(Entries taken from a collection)
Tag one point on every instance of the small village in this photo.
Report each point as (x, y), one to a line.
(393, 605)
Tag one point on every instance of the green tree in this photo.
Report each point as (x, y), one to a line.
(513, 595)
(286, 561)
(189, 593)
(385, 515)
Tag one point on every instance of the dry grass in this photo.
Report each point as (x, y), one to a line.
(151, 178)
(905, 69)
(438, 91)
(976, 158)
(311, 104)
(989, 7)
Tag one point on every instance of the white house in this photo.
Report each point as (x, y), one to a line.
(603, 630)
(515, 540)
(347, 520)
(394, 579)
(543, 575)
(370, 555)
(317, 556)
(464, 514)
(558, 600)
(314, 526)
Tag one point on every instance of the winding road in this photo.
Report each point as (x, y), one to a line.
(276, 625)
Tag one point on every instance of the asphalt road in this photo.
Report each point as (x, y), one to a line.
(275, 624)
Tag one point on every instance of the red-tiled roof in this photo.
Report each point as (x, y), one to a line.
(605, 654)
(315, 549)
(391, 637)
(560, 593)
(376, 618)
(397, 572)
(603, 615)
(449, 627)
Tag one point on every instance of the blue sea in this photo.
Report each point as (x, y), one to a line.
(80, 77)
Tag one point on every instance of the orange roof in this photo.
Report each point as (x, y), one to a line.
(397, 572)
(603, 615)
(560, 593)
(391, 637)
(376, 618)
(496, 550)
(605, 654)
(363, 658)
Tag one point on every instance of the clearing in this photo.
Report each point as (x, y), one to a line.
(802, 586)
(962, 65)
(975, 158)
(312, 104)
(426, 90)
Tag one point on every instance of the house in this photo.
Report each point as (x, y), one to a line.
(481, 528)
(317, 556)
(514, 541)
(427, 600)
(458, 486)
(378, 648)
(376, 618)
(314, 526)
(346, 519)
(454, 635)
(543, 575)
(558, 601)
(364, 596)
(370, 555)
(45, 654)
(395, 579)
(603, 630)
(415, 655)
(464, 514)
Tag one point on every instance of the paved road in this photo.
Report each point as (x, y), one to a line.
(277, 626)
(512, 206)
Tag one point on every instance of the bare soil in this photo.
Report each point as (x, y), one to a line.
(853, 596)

---

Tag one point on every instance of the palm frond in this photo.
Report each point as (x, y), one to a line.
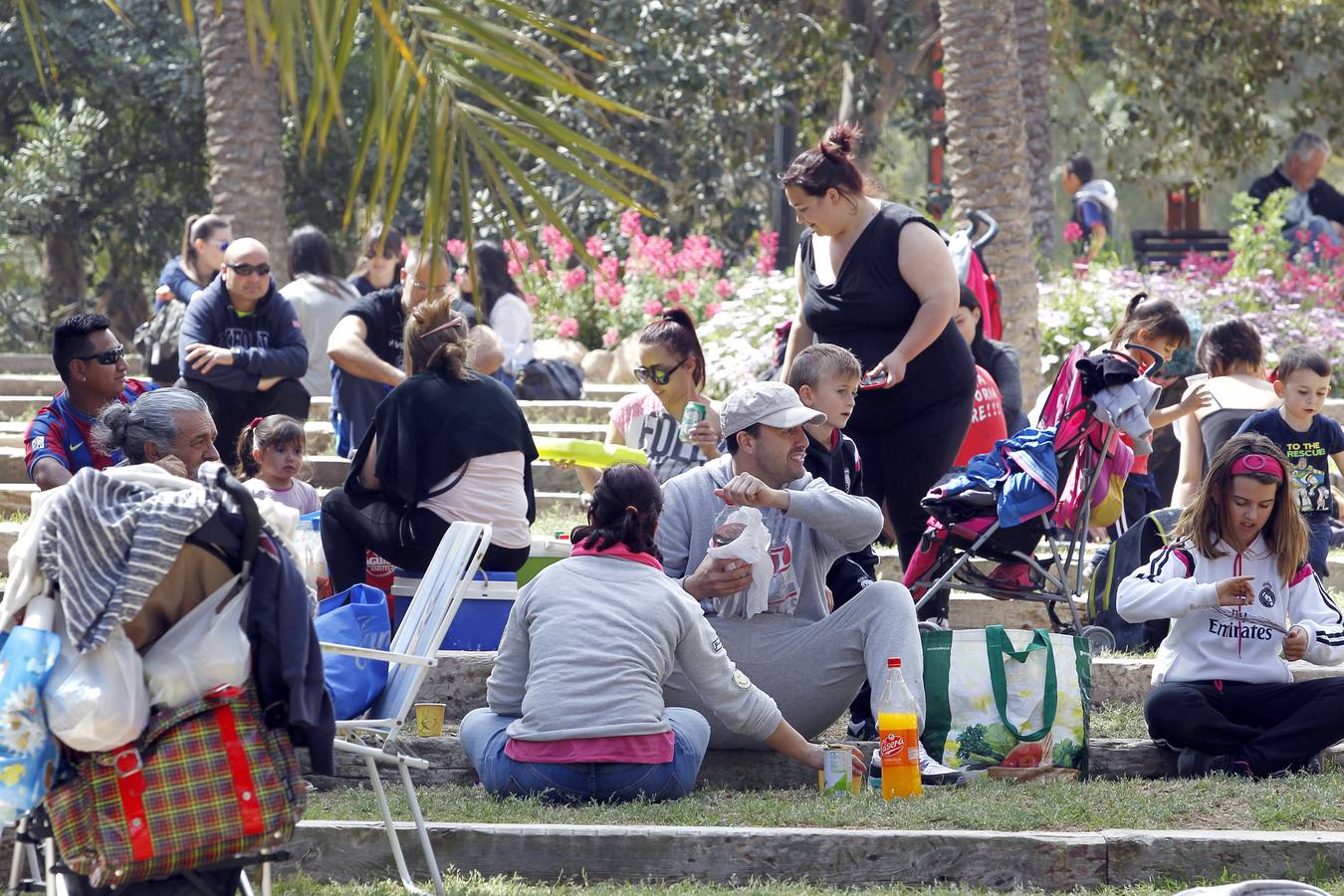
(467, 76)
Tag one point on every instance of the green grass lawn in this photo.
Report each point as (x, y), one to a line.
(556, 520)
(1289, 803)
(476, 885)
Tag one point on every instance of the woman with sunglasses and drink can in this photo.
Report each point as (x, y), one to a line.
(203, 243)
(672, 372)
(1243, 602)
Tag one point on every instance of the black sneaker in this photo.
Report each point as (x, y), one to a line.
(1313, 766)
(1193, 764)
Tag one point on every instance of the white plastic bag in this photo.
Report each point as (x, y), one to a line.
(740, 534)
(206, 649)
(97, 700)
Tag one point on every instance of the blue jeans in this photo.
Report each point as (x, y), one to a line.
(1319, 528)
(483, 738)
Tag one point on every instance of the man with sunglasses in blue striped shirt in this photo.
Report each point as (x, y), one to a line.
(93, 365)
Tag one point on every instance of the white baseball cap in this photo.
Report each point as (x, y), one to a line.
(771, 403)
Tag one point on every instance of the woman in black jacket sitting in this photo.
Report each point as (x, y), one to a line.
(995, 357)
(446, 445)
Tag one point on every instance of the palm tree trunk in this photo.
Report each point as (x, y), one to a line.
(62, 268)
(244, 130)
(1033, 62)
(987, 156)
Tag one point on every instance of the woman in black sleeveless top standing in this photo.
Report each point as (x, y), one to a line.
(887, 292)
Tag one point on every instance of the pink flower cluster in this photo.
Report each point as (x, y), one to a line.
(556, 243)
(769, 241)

• **TASK GOAL**
For the word "black", work out how many lines of the entries contain it, and state the number alone.

• **WRITTEN SOLUTION**
3